━━ PROVIDED MATERIAL

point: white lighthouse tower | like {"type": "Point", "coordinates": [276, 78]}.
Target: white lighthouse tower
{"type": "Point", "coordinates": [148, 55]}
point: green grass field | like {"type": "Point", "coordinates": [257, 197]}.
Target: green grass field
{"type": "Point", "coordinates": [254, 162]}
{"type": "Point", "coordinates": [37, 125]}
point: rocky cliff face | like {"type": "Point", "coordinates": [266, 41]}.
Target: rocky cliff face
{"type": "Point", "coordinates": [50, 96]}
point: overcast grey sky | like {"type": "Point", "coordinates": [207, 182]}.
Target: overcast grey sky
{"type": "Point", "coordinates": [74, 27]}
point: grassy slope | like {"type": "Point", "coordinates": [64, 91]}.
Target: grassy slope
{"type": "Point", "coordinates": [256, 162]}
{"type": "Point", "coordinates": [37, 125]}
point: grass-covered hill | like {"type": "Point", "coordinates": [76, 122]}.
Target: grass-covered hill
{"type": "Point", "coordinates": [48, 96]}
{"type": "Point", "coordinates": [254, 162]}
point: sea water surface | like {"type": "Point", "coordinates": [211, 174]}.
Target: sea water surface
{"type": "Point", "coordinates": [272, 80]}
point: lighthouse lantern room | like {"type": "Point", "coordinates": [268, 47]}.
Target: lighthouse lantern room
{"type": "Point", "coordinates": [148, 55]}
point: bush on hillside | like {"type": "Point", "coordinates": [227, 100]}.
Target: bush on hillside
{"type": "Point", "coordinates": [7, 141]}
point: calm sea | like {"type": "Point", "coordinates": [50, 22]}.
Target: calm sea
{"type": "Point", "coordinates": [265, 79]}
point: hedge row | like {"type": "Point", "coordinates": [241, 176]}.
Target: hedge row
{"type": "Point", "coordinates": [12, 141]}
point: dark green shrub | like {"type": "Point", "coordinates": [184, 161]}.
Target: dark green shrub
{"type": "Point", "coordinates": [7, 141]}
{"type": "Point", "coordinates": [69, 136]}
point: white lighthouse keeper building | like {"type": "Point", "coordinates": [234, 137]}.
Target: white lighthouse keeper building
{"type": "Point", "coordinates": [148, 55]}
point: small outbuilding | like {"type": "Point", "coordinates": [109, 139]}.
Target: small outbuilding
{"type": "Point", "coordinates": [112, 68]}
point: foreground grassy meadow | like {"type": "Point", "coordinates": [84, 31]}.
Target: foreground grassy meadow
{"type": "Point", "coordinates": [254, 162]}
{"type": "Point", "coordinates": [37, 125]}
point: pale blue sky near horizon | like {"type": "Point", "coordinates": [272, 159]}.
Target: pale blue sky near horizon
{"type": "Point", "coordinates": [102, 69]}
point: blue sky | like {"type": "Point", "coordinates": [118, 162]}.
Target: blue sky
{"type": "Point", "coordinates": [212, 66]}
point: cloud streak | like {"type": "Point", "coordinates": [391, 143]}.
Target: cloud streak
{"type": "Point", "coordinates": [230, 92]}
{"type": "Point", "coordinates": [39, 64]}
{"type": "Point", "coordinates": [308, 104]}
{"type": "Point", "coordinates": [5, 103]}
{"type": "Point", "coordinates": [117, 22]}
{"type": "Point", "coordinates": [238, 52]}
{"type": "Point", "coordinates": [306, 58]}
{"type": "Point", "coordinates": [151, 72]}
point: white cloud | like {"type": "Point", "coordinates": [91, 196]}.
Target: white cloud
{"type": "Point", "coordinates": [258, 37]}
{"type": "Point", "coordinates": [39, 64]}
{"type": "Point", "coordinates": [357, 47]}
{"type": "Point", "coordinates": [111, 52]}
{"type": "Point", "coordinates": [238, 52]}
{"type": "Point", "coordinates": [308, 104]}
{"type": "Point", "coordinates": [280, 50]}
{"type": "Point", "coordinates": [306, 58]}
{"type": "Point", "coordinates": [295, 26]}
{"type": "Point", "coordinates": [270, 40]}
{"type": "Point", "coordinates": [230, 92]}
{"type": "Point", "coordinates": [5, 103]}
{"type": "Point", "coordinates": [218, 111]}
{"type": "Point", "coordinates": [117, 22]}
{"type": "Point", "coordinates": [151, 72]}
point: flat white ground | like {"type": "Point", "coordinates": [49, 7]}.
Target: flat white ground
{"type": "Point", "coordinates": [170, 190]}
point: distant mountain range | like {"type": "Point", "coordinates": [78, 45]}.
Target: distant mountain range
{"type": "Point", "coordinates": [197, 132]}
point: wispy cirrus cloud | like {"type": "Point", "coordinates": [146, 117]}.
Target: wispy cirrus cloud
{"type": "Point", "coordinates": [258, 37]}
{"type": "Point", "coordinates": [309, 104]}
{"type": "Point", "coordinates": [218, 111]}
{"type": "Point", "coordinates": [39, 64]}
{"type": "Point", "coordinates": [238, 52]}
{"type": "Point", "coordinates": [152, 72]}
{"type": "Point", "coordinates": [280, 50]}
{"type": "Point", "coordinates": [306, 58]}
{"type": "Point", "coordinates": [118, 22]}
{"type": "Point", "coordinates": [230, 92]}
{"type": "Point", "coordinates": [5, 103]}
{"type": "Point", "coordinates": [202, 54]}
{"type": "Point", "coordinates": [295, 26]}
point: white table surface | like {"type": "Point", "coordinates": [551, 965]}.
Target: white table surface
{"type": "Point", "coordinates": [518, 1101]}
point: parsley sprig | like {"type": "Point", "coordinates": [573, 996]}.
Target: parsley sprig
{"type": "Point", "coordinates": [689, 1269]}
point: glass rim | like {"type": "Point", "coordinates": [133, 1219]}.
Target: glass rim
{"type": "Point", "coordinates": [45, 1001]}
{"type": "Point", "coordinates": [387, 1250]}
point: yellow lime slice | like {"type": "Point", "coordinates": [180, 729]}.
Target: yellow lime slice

━━━━

## REQUIREMENT
Set down all of the data above, word for word.

## SOLUTION TO THIS EXERCISE
point: white lighthouse tower | like {"type": "Point", "coordinates": [276, 78]}.
Target: white lighthouse tower
{"type": "Point", "coordinates": [148, 55]}
point: green grass field | like {"type": "Point", "coordinates": [257, 197]}.
Target: green grass field
{"type": "Point", "coordinates": [254, 162]}
{"type": "Point", "coordinates": [37, 125]}
point: rocky cliff face | like {"type": "Point", "coordinates": [266, 41]}.
Target: rocky cliff face
{"type": "Point", "coordinates": [50, 96]}
point: overcast grey sky | like {"type": "Point", "coordinates": [207, 182]}.
Target: overcast grey sky
{"type": "Point", "coordinates": [74, 27]}
point: grassy slope | like {"type": "Point", "coordinates": [64, 91]}.
Target: grassy slope
{"type": "Point", "coordinates": [256, 162]}
{"type": "Point", "coordinates": [37, 125]}
point: grass-covered hill | like {"type": "Point", "coordinates": [76, 122]}.
Target: grass-covered hill
{"type": "Point", "coordinates": [48, 96]}
{"type": "Point", "coordinates": [254, 162]}
point: sea water surface | like {"type": "Point", "coordinates": [211, 174]}.
Target: sea water surface
{"type": "Point", "coordinates": [272, 80]}
point: lighthouse lantern room | like {"type": "Point", "coordinates": [268, 47]}.
Target: lighthouse lantern room
{"type": "Point", "coordinates": [148, 55]}
point: bush on hillside | like {"type": "Point", "coordinates": [227, 100]}.
Target: bush on hillside
{"type": "Point", "coordinates": [7, 141]}
point: calm sea | like {"type": "Point", "coordinates": [50, 22]}.
Target: calm sea
{"type": "Point", "coordinates": [265, 79]}
point: hedge row | like {"type": "Point", "coordinates": [241, 176]}.
Target: hedge row
{"type": "Point", "coordinates": [12, 141]}
point: dark green shrub | like {"type": "Point", "coordinates": [184, 161]}.
Target: dark green shrub
{"type": "Point", "coordinates": [7, 141]}
{"type": "Point", "coordinates": [69, 136]}
point: white lighthouse keeper building | like {"type": "Point", "coordinates": [234, 137]}.
Target: white lighthouse keeper building
{"type": "Point", "coordinates": [148, 55]}
point: small outbuilding | like {"type": "Point", "coordinates": [109, 139]}.
Target: small outbuilding
{"type": "Point", "coordinates": [112, 68]}
point: foreground grassy meadow | like {"type": "Point", "coordinates": [84, 31]}.
Target: foreground grassy meadow
{"type": "Point", "coordinates": [254, 162]}
{"type": "Point", "coordinates": [37, 125]}
point: pale blue sky near horizon | like {"type": "Point", "coordinates": [272, 159]}.
Target: pale blue sky near horizon
{"type": "Point", "coordinates": [102, 69]}
point: blue sky | like {"type": "Point", "coordinates": [118, 162]}.
Target: blue sky
{"type": "Point", "coordinates": [212, 66]}
point: cloud streak | like {"type": "Point", "coordinates": [391, 143]}.
Target: cloud streak
{"type": "Point", "coordinates": [230, 92]}
{"type": "Point", "coordinates": [39, 64]}
{"type": "Point", "coordinates": [308, 104]}
{"type": "Point", "coordinates": [5, 103]}
{"type": "Point", "coordinates": [117, 22]}
{"type": "Point", "coordinates": [238, 52]}
{"type": "Point", "coordinates": [306, 58]}
{"type": "Point", "coordinates": [151, 72]}
point: white cloud | like {"type": "Point", "coordinates": [91, 196]}.
Target: white cloud
{"type": "Point", "coordinates": [258, 37]}
{"type": "Point", "coordinates": [39, 64]}
{"type": "Point", "coordinates": [357, 47]}
{"type": "Point", "coordinates": [111, 52]}
{"type": "Point", "coordinates": [238, 52]}
{"type": "Point", "coordinates": [308, 104]}
{"type": "Point", "coordinates": [280, 50]}
{"type": "Point", "coordinates": [306, 58]}
{"type": "Point", "coordinates": [295, 26]}
{"type": "Point", "coordinates": [270, 40]}
{"type": "Point", "coordinates": [230, 92]}
{"type": "Point", "coordinates": [5, 103]}
{"type": "Point", "coordinates": [218, 111]}
{"type": "Point", "coordinates": [117, 22]}
{"type": "Point", "coordinates": [151, 72]}
point: flat white ground | like {"type": "Point", "coordinates": [49, 7]}.
Target: flat white ground
{"type": "Point", "coordinates": [170, 190]}
point: distant mountain range | like {"type": "Point", "coordinates": [78, 45]}.
Target: distant mountain range
{"type": "Point", "coordinates": [197, 132]}
point: wispy cirrus cloud | like {"type": "Point", "coordinates": [146, 117]}.
Target: wispy cirrus cloud
{"type": "Point", "coordinates": [258, 37]}
{"type": "Point", "coordinates": [309, 104]}
{"type": "Point", "coordinates": [218, 111]}
{"type": "Point", "coordinates": [39, 64]}
{"type": "Point", "coordinates": [238, 52]}
{"type": "Point", "coordinates": [152, 72]}
{"type": "Point", "coordinates": [280, 50]}
{"type": "Point", "coordinates": [306, 58]}
{"type": "Point", "coordinates": [118, 22]}
{"type": "Point", "coordinates": [230, 92]}
{"type": "Point", "coordinates": [5, 103]}
{"type": "Point", "coordinates": [202, 54]}
{"type": "Point", "coordinates": [295, 26]}
point: white table surface | like {"type": "Point", "coordinates": [551, 965]}.
Target: white table surface
{"type": "Point", "coordinates": [518, 1101]}
point: parsley sprig | like {"type": "Point", "coordinates": [573, 996]}.
Target: parsley sprig
{"type": "Point", "coordinates": [689, 1269]}
point: glass rim | like {"type": "Point", "coordinates": [133, 1219]}.
Target: glass rim
{"type": "Point", "coordinates": [45, 1001]}
{"type": "Point", "coordinates": [387, 1250]}
point: yellow lime slice | like {"type": "Point", "coordinates": [180, 729]}.
Target: yellow lime slice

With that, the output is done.